TASK INPUTS -
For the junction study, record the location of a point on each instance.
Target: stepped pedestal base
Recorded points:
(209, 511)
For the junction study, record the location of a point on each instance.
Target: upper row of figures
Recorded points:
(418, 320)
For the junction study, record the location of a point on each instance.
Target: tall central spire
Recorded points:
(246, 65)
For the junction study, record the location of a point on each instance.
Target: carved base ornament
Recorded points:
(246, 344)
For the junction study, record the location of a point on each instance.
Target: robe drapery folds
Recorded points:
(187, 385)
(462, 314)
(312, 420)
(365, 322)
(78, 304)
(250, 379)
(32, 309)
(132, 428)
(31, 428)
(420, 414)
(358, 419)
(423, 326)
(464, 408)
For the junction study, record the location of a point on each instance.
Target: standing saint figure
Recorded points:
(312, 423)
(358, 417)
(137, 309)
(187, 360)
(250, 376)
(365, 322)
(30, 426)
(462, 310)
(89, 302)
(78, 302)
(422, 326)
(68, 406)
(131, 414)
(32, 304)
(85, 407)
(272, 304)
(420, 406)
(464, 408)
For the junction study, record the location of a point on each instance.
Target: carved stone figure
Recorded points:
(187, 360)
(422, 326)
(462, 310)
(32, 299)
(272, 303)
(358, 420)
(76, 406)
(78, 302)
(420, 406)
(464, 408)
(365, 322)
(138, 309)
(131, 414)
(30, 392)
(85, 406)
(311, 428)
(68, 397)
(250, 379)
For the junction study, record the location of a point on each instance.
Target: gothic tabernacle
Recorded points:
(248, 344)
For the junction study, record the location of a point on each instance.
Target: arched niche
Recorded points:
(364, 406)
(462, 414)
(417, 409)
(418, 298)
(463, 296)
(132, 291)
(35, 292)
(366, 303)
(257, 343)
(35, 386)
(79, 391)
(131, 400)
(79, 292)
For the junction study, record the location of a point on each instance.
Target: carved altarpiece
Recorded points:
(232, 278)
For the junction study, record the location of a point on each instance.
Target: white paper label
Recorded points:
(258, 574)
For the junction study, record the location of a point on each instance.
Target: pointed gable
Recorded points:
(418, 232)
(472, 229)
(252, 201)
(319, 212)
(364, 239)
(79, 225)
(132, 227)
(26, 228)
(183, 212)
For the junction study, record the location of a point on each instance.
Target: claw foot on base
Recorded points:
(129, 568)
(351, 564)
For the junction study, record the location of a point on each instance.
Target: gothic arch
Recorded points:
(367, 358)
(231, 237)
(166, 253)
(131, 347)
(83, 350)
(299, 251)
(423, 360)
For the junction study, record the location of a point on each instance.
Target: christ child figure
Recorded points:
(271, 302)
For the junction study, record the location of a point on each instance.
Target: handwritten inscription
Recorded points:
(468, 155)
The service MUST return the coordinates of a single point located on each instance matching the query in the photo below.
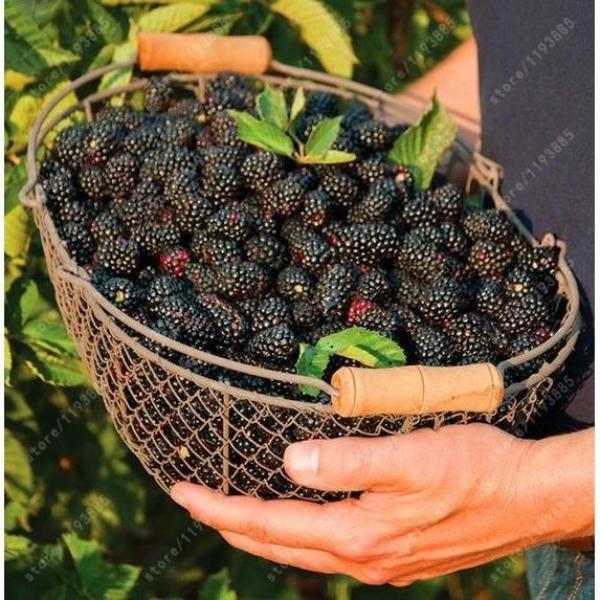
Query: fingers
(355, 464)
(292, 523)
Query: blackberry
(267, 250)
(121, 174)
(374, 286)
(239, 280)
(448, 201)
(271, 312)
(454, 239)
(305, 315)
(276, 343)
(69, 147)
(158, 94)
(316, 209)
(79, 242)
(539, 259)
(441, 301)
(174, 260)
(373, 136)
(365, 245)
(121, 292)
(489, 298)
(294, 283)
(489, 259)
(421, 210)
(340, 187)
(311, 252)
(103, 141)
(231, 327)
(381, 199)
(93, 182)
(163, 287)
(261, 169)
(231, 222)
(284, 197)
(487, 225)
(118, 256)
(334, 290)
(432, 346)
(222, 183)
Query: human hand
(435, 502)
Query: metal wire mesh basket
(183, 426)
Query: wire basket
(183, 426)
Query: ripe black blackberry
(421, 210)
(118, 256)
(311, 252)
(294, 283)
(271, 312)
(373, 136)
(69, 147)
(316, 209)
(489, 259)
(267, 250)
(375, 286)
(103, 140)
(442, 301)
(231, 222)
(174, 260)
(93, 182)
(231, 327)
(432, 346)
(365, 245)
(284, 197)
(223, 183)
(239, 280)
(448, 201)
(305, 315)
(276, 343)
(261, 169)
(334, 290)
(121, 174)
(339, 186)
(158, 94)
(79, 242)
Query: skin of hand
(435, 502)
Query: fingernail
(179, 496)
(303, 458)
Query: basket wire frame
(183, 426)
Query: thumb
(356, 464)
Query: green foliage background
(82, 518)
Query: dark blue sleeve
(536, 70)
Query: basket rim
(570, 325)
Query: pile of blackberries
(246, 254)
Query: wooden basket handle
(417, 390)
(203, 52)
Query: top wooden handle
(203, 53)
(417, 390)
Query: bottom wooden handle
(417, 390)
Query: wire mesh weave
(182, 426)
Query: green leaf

TASK TO CARRY OUT - Repeat the material above exactly, so that every entry appears but no picture does.

SOLVED EXERCISE -
For the junction study, record the location of a point on each instance.
Target: stepped pedestal base
Recorded points:
(209, 511)
For the junction study, record the location of a point on each instance.
Target: upper row of figures
Recorded points:
(418, 320)
For the junction study, record the location of a point on each instance.
Target: tall central spire
Recorded points:
(246, 65)
For the junction study, record the location of a point on each instance.
Target: carved base ornament
Recorded points:
(246, 344)
For the junction study, record the location of a point on each instance.
Target: robe drapery folds
Recorded points:
(187, 385)
(462, 314)
(312, 420)
(365, 322)
(78, 304)
(250, 379)
(32, 309)
(132, 428)
(31, 428)
(420, 414)
(358, 419)
(423, 326)
(464, 408)
For the junction study, record the location of a point on each instance.
Target: standing saint figure
Recorded points:
(312, 423)
(358, 417)
(137, 309)
(187, 360)
(250, 376)
(365, 322)
(30, 426)
(462, 310)
(89, 302)
(78, 302)
(422, 326)
(68, 406)
(131, 414)
(32, 304)
(85, 407)
(272, 304)
(420, 406)
(464, 408)
For the junction study, record the location of a point on each instance.
Target: carved stone figure
Recorded points:
(187, 360)
(422, 326)
(462, 310)
(32, 299)
(272, 303)
(358, 420)
(76, 406)
(78, 302)
(420, 406)
(464, 408)
(365, 322)
(138, 309)
(131, 414)
(30, 392)
(85, 406)
(311, 428)
(68, 397)
(250, 379)
For the junction study, record the location of a point on each instance.
Target: gothic tabernacle
Recorded points:
(248, 344)
For the junction study, record the location of a point on each instance.
Target: arched niche
Recorded points:
(364, 406)
(462, 414)
(417, 409)
(418, 298)
(463, 296)
(132, 291)
(35, 292)
(366, 303)
(257, 343)
(35, 386)
(79, 391)
(131, 400)
(79, 292)
For the junction study, record the location of a point on each instance.
Target: carved altarpiece
Recorded points:
(232, 278)
For the junction study, record the location of a point on each instance.
Target: white paper label
Recorded points:
(258, 574)
For the junction study, record the location of a point on each instance.
Target: pointed gable
Recorded points:
(418, 232)
(472, 229)
(252, 201)
(319, 212)
(364, 239)
(79, 225)
(132, 227)
(26, 228)
(183, 212)
For the junction study, record the location of a point on each instance.
Target: claw foot on base
Recorded points:
(129, 568)
(351, 564)
For the junction study, record the location of a point on each instance.
Target: gothic arch
Recorded points:
(367, 358)
(231, 237)
(166, 253)
(131, 347)
(83, 350)
(299, 251)
(423, 360)
For the junction study, record the location of a point on each instance.
Target: christ child figure
Recorded points:
(271, 302)
For the junction study, record the location of a point on each instance.
Target: handwritten inscription
Recorded points:
(468, 155)
The service MUST return the coordinates of a single point located on each instance matching the query in the photo below.
Query: fingers
(355, 464)
(292, 523)
Query: blackberry
(267, 250)
(121, 174)
(374, 286)
(239, 280)
(448, 201)
(271, 312)
(454, 239)
(305, 315)
(276, 343)
(69, 147)
(158, 94)
(316, 209)
(79, 242)
(539, 259)
(441, 301)
(174, 260)
(373, 136)
(365, 245)
(121, 292)
(489, 298)
(294, 283)
(489, 259)
(421, 210)
(340, 187)
(311, 252)
(103, 141)
(231, 327)
(381, 199)
(93, 182)
(163, 287)
(261, 169)
(231, 222)
(284, 197)
(487, 225)
(118, 256)
(334, 290)
(432, 346)
(222, 183)
Query: human hand
(435, 502)
Query: metal wire mesh basket
(183, 426)
Query: wire basket
(183, 426)
Query: ripe black blackberry
(421, 210)
(118, 256)
(311, 252)
(294, 283)
(271, 312)
(373, 136)
(69, 147)
(316, 209)
(489, 259)
(267, 250)
(375, 286)
(103, 140)
(442, 301)
(231, 222)
(174, 260)
(93, 182)
(231, 327)
(432, 346)
(365, 245)
(284, 197)
(223, 183)
(239, 280)
(448, 201)
(305, 315)
(276, 343)
(261, 169)
(334, 290)
(121, 174)
(339, 186)
(158, 94)
(79, 242)
Query: skin of hand
(435, 502)
Query: fingernail
(179, 496)
(303, 458)
Query: basket wire frame
(183, 426)
Query: thumb
(356, 464)
Query: green foliage background
(82, 518)
Query: dark blue sleeve
(536, 70)
Query: basket rim
(570, 325)
Query: pile of blackberries
(246, 254)
Query: wooden basket handle
(417, 390)
(203, 52)
Query: top wooden handle
(203, 53)
(417, 390)
Query: bottom wooden handle
(417, 390)
Query: wire mesh weave
(182, 426)
Query: green leaf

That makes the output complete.